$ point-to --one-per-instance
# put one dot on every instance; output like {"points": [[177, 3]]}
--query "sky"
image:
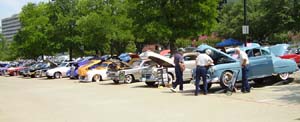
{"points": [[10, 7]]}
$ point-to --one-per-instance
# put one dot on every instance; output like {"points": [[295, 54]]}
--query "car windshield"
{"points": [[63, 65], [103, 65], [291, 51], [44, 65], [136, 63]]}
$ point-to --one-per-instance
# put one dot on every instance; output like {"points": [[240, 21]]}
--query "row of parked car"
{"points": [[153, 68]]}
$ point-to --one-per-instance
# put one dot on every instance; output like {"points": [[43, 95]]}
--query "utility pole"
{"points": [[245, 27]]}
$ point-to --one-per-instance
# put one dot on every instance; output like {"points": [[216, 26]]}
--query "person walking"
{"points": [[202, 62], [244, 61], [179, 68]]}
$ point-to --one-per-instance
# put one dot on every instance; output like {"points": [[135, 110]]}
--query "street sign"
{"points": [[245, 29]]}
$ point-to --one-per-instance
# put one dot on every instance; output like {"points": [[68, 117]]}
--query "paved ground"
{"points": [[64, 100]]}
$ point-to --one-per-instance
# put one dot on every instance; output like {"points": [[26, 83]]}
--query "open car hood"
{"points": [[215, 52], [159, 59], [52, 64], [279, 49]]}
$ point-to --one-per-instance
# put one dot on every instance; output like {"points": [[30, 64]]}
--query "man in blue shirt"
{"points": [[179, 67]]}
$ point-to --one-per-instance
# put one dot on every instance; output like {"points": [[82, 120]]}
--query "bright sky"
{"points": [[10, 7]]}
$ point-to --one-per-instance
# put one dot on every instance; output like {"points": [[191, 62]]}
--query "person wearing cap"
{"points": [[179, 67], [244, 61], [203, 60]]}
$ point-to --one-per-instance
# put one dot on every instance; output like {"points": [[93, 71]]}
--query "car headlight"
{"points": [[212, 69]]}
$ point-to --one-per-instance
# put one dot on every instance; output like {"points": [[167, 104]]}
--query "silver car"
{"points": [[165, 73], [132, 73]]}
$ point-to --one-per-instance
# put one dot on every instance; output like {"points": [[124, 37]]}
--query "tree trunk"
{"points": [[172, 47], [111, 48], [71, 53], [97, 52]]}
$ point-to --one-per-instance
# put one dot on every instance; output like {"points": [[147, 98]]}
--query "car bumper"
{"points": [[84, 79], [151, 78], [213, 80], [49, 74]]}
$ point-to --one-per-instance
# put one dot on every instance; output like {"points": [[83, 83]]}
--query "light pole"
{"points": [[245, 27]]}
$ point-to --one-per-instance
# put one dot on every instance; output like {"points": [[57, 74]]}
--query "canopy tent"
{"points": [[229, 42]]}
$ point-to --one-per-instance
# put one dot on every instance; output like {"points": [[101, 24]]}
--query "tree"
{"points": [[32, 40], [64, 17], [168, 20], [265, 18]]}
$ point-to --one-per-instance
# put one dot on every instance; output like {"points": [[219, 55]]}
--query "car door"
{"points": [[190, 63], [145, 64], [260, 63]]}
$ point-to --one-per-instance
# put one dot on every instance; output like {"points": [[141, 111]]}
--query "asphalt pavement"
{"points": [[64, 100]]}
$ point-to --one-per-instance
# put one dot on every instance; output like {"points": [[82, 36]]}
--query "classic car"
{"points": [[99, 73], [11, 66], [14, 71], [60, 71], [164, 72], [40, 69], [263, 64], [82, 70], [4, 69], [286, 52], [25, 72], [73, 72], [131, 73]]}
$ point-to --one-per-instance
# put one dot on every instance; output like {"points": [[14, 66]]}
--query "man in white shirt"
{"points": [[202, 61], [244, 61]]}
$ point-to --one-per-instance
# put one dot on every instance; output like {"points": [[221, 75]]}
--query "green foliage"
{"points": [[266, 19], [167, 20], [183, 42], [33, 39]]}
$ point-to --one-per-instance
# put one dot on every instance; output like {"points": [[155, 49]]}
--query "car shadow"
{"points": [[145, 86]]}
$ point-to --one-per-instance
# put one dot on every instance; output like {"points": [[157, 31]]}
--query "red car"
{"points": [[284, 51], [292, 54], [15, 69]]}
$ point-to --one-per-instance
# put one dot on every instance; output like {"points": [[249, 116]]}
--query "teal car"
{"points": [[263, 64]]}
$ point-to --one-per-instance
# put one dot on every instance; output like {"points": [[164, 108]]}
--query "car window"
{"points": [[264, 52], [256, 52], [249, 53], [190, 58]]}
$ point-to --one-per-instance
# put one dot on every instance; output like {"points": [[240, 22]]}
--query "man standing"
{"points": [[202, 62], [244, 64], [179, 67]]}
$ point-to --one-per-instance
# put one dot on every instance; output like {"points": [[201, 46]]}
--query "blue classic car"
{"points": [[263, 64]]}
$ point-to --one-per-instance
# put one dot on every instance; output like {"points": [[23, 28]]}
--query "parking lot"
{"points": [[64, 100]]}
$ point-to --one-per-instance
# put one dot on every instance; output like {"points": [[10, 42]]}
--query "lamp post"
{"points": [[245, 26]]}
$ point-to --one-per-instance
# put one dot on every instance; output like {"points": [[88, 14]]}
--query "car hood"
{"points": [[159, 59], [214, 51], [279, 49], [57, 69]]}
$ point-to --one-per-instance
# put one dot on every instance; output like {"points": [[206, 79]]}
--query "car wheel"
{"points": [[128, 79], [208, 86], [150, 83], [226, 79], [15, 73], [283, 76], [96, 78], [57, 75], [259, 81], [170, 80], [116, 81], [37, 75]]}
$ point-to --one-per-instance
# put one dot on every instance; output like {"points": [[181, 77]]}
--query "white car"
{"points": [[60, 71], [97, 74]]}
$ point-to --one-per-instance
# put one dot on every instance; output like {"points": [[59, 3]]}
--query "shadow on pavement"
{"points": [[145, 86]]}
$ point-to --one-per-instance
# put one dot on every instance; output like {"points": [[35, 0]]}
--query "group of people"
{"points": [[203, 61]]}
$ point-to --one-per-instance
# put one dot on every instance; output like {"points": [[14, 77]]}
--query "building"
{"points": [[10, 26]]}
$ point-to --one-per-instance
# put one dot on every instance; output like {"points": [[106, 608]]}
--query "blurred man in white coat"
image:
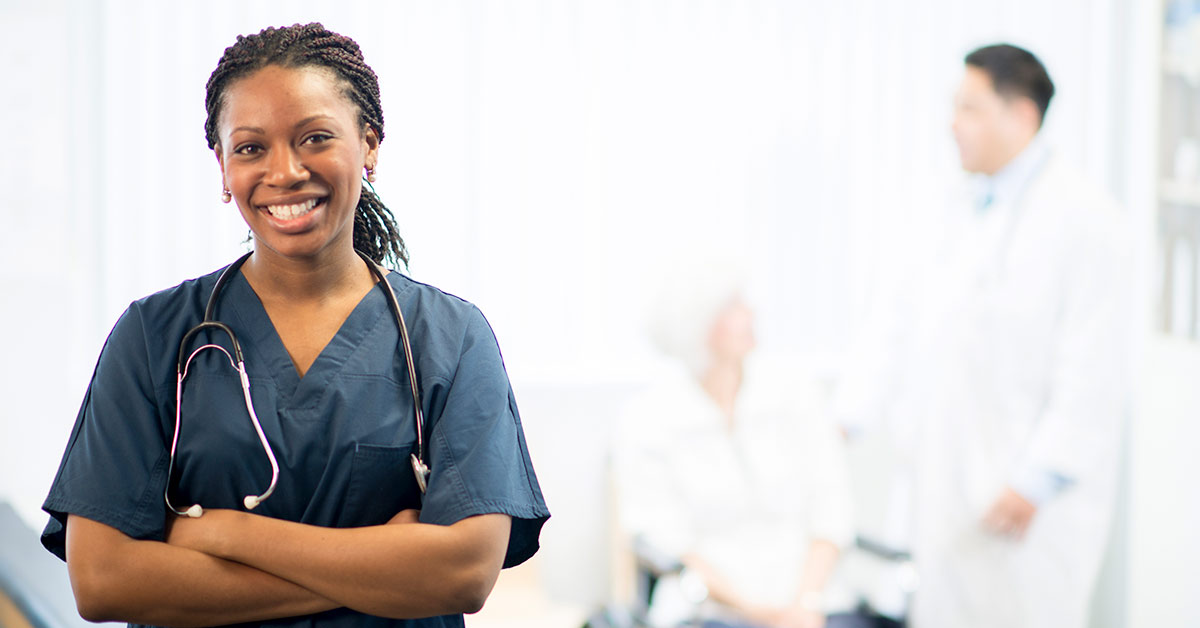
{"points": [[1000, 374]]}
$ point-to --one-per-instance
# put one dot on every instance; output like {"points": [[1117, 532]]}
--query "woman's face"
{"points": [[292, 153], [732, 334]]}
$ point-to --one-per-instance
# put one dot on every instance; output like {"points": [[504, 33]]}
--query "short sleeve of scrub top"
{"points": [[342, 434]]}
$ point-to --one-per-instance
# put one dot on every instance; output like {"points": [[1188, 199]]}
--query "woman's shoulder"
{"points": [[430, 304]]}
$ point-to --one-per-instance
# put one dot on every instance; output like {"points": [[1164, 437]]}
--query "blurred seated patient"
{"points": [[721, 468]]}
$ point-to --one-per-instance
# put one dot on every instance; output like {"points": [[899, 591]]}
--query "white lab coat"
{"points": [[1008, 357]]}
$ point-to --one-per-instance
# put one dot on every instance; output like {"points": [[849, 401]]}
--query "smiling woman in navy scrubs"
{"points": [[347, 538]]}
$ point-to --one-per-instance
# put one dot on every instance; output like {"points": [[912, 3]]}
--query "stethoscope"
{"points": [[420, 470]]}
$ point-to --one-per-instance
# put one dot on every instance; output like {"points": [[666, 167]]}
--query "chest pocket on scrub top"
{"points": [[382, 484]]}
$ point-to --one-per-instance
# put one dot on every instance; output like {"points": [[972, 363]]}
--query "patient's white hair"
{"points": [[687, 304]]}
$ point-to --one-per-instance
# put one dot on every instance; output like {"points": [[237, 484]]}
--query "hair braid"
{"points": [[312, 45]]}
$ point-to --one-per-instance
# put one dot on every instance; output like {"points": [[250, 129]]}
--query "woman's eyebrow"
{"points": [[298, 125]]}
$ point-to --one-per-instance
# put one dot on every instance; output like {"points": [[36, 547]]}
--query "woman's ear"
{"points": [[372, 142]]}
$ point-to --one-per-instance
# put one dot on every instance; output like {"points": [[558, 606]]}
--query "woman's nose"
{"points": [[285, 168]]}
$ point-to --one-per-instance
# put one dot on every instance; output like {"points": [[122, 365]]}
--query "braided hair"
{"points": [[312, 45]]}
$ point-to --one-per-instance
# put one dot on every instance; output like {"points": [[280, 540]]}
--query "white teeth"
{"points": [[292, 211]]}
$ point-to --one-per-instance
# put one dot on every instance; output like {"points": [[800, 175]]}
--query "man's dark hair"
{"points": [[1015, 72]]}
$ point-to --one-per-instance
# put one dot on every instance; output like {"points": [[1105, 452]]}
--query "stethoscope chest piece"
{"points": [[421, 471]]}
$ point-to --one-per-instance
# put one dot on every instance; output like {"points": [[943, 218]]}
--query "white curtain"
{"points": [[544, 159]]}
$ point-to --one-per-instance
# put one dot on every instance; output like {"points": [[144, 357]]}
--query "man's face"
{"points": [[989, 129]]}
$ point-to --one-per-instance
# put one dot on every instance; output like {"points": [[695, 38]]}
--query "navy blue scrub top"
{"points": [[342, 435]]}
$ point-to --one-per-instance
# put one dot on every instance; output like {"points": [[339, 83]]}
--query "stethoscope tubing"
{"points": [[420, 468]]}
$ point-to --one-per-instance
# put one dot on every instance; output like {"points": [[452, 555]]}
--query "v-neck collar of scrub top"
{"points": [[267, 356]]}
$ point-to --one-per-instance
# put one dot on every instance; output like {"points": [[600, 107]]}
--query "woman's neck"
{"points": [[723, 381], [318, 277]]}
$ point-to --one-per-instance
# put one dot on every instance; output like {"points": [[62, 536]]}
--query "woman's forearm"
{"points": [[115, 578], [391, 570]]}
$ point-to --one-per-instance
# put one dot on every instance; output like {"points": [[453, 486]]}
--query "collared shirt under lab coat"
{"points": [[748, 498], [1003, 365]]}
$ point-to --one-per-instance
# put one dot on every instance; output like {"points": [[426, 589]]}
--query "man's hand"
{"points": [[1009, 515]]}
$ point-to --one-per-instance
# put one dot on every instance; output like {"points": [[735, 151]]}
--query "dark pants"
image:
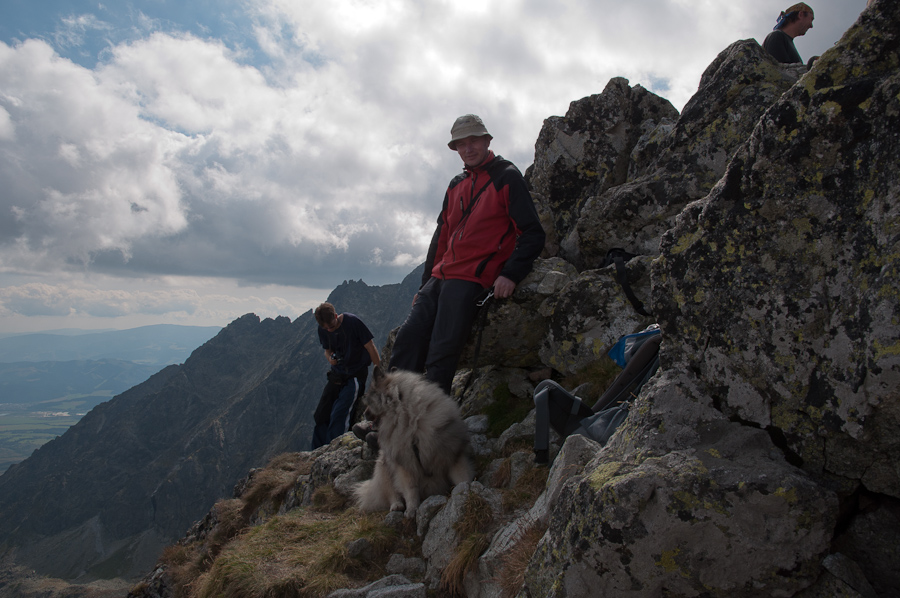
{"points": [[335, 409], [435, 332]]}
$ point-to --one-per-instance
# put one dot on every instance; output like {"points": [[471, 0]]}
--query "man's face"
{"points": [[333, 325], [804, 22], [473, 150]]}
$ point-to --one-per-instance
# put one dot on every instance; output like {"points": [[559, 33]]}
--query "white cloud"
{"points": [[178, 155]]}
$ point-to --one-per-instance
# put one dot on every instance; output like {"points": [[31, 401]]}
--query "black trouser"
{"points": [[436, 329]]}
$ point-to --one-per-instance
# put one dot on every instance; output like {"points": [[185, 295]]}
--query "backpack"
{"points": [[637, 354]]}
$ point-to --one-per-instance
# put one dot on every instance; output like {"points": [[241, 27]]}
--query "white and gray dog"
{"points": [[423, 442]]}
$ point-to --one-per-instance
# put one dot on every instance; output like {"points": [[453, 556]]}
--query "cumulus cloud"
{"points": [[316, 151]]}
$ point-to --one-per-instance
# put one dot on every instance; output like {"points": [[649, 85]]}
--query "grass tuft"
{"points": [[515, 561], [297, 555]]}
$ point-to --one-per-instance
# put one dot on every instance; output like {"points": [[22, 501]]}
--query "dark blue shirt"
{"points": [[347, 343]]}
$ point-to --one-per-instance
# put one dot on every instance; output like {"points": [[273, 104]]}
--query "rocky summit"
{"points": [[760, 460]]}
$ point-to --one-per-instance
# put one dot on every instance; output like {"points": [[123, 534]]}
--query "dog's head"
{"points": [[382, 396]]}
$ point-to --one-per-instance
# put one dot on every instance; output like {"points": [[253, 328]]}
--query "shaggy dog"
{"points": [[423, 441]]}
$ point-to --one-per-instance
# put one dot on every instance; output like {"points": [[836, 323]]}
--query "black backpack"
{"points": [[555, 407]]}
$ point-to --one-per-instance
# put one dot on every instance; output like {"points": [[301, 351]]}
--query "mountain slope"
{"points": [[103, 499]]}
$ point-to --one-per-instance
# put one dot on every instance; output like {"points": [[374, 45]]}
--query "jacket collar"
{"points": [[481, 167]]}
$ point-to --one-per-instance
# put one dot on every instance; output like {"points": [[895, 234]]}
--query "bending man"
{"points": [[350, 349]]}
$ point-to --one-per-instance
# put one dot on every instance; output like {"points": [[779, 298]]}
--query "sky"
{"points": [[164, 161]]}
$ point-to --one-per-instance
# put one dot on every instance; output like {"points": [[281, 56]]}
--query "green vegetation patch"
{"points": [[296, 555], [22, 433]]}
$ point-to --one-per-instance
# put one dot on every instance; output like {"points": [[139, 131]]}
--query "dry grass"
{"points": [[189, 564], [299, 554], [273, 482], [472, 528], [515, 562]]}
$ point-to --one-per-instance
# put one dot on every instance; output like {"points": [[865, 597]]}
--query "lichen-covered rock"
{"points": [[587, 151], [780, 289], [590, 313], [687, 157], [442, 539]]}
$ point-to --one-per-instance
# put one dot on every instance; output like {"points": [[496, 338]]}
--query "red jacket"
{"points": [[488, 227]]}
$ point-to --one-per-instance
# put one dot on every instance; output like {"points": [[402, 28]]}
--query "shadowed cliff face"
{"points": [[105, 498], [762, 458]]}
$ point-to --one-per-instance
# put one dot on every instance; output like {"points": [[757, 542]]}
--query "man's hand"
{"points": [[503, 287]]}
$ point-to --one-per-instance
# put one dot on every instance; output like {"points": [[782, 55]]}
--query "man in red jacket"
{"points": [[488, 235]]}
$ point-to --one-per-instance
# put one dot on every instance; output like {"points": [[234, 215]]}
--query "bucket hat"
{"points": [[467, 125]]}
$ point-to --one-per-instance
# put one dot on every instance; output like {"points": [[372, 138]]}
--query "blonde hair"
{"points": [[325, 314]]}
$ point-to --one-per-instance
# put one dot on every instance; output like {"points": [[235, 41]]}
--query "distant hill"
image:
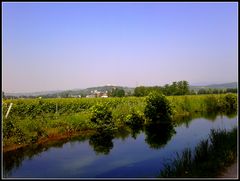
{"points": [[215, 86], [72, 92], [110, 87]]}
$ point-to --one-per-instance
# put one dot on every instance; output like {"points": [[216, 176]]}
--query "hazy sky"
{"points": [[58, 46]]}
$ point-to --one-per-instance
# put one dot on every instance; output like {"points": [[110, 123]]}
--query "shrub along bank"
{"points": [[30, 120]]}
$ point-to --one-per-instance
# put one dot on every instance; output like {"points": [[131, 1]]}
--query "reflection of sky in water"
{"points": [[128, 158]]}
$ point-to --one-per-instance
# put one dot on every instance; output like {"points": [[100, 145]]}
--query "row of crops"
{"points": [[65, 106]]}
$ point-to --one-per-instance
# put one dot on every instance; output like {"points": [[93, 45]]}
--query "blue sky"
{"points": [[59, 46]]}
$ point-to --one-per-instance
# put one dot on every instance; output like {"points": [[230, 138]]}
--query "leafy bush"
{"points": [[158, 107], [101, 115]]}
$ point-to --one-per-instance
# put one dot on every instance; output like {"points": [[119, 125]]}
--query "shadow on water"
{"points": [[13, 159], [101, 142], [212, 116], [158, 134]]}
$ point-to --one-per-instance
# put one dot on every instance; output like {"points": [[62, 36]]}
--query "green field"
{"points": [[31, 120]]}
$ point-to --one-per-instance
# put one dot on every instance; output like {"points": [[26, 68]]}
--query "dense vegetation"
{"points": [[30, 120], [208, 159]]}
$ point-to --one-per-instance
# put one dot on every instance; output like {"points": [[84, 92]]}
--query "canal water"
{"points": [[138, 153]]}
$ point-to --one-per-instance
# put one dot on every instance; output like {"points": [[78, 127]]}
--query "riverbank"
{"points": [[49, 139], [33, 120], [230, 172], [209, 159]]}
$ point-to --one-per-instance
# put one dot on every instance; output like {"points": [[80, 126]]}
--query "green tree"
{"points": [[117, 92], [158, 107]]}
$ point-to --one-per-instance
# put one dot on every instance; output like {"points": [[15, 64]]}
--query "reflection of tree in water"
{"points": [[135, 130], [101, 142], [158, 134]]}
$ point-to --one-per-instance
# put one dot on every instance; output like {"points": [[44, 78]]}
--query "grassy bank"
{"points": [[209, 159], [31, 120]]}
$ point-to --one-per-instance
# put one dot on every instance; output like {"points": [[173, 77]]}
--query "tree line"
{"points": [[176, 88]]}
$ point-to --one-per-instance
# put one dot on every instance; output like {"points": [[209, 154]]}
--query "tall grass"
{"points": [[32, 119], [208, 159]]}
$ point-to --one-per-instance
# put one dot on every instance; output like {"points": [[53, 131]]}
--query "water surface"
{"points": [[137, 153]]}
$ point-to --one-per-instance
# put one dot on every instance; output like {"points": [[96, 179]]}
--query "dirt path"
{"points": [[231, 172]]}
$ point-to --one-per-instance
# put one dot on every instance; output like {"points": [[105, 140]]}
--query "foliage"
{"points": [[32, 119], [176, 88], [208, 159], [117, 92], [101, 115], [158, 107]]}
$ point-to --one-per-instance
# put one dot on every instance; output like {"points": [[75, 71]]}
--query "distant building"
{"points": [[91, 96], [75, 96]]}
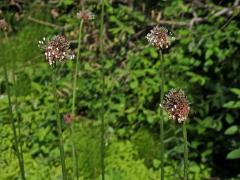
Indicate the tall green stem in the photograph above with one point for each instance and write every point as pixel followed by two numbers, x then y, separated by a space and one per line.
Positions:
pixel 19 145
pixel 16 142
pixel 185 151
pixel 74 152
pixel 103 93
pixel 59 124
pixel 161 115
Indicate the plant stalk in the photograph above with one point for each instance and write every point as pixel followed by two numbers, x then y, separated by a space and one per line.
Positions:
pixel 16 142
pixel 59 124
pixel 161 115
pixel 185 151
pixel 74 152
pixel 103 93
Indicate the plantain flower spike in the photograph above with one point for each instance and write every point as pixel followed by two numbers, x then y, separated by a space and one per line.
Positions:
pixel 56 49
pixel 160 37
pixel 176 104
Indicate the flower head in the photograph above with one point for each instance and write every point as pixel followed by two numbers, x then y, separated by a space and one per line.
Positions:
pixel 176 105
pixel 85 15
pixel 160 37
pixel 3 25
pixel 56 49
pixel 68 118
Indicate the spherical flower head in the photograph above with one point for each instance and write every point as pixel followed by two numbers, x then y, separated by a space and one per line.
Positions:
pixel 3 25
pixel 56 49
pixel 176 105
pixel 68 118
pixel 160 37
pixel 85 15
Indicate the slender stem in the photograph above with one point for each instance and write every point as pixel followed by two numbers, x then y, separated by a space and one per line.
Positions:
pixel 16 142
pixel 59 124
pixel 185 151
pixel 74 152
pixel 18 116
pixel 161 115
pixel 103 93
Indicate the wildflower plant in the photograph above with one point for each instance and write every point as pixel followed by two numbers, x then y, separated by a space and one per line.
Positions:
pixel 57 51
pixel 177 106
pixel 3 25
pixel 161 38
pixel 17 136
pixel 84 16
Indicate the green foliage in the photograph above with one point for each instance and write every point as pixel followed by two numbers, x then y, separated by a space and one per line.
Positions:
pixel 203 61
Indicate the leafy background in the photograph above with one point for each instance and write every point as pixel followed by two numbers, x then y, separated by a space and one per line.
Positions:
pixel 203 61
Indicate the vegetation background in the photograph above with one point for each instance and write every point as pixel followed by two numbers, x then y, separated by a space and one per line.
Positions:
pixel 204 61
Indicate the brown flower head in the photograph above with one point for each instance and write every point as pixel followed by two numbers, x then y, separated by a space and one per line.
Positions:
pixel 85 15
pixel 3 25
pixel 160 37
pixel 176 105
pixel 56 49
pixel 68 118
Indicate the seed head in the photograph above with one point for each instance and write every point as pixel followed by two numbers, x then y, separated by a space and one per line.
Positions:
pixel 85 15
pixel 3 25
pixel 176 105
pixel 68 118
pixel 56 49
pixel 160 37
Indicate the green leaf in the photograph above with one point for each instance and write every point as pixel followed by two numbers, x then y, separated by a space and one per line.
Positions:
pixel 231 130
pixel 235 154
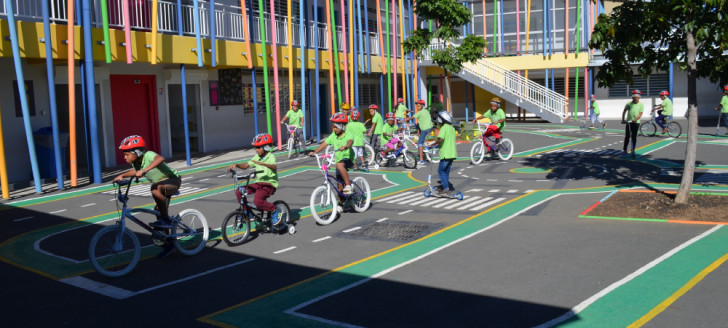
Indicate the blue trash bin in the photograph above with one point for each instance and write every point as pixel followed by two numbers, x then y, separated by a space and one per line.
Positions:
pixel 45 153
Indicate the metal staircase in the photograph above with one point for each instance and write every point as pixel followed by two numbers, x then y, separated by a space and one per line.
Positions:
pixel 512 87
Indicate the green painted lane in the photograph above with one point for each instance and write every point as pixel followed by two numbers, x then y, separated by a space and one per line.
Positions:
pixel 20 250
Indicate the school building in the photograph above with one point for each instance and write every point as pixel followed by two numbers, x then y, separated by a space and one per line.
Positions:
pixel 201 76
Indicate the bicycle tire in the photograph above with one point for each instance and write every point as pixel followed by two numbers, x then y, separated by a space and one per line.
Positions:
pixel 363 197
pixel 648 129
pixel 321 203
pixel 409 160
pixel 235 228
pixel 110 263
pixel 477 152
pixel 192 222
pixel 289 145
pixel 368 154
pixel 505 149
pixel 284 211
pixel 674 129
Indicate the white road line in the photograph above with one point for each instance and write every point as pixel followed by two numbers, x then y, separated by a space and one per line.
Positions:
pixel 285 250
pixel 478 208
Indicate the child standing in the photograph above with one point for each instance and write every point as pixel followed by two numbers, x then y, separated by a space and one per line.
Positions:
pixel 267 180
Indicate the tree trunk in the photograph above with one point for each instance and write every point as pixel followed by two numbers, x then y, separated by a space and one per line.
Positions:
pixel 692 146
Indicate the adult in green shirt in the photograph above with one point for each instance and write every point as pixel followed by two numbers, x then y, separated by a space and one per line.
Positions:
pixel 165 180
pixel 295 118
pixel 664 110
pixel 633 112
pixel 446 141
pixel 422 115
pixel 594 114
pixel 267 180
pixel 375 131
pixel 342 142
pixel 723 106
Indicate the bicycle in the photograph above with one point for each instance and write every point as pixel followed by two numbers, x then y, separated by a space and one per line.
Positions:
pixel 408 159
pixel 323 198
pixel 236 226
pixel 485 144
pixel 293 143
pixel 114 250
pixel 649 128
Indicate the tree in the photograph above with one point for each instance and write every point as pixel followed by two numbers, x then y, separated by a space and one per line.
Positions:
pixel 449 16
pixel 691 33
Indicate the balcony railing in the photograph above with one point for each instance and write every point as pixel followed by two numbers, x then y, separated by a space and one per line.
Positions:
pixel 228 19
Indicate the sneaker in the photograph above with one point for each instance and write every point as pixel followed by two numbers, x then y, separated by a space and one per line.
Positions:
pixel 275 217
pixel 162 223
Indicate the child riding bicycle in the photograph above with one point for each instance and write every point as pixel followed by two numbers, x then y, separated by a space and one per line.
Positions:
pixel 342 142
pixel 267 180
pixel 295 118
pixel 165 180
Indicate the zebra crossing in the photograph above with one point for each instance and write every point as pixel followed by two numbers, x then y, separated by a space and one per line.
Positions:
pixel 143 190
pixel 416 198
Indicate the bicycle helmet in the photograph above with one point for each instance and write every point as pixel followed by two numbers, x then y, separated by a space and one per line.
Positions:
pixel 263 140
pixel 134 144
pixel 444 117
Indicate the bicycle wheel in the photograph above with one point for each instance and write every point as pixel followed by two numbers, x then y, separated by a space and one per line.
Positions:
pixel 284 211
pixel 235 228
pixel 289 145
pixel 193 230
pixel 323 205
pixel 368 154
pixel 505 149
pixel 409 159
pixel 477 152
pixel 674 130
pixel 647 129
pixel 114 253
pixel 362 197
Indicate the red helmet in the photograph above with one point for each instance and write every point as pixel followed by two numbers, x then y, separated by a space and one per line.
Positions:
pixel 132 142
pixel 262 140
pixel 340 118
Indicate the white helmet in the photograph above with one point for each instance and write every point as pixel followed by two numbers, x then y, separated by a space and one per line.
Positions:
□ □ □ □ □ □ □
■ **Work task**: Across all the entries above, how many lines have the word "helmet" in them? Only the number, please.

■ **Problem solution**: 3